[Natural-language object grounding data]
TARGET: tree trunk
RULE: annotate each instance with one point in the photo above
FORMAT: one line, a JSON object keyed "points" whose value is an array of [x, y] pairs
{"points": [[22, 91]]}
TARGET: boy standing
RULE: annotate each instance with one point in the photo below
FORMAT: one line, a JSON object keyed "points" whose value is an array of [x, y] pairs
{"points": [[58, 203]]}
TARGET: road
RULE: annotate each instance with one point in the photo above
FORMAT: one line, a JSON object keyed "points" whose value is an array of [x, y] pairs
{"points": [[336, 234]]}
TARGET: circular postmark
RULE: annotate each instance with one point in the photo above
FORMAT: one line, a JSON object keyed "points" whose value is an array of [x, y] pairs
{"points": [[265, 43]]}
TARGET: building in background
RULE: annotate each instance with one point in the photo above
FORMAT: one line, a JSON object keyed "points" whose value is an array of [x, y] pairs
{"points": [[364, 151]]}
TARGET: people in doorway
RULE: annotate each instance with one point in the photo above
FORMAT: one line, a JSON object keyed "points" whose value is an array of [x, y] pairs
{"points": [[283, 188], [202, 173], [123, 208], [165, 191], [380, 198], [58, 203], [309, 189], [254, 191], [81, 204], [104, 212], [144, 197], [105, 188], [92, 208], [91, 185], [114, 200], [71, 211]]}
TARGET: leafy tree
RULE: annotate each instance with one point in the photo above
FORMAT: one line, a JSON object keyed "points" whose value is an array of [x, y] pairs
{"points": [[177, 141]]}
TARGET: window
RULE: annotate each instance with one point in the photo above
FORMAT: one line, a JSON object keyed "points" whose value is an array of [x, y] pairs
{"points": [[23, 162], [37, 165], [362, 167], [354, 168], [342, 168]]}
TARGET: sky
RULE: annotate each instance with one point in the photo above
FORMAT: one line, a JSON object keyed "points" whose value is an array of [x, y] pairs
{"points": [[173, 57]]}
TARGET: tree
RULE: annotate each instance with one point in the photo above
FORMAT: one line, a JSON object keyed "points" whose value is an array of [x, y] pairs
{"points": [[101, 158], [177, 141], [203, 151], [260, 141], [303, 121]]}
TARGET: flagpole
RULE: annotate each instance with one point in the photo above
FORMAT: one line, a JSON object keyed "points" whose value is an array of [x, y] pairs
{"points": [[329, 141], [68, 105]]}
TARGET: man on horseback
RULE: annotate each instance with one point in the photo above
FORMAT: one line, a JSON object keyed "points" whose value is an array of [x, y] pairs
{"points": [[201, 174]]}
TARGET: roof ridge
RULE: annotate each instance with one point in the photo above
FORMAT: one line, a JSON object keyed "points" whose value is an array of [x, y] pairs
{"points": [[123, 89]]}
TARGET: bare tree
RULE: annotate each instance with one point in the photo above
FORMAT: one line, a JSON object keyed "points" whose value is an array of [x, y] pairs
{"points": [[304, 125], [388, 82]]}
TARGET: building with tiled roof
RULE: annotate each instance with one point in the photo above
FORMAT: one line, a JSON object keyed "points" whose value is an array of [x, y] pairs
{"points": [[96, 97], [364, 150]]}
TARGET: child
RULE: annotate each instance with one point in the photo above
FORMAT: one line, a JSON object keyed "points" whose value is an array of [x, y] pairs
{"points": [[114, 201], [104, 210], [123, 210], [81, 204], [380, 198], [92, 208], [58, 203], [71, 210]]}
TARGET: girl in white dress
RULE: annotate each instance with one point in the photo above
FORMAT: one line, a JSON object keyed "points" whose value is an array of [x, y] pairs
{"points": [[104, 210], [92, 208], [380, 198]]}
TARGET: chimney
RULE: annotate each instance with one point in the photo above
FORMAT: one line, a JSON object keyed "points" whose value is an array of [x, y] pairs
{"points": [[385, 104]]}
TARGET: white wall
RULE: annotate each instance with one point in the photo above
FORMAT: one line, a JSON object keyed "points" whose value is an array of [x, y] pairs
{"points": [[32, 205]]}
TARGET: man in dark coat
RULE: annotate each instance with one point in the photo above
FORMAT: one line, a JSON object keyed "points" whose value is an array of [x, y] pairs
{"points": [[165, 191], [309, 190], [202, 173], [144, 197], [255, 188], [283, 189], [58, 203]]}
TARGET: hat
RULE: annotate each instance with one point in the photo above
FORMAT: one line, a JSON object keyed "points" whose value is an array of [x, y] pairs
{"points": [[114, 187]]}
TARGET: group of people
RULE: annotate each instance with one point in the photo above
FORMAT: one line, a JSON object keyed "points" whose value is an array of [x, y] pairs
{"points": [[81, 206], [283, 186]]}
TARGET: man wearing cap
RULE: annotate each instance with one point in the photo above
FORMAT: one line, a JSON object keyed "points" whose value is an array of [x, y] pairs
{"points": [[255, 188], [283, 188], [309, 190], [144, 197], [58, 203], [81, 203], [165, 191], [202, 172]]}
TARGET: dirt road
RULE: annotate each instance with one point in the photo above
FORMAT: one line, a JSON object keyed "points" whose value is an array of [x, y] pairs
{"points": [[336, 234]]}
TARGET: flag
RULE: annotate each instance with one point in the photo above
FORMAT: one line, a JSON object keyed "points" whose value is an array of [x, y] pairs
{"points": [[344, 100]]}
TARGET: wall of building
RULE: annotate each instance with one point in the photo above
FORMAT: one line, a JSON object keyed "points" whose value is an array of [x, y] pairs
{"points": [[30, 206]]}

Exercise: Search the data for the string "people" and copy each line where it appears.

Task result:
TARGET: people in doorway
TARGET: group of people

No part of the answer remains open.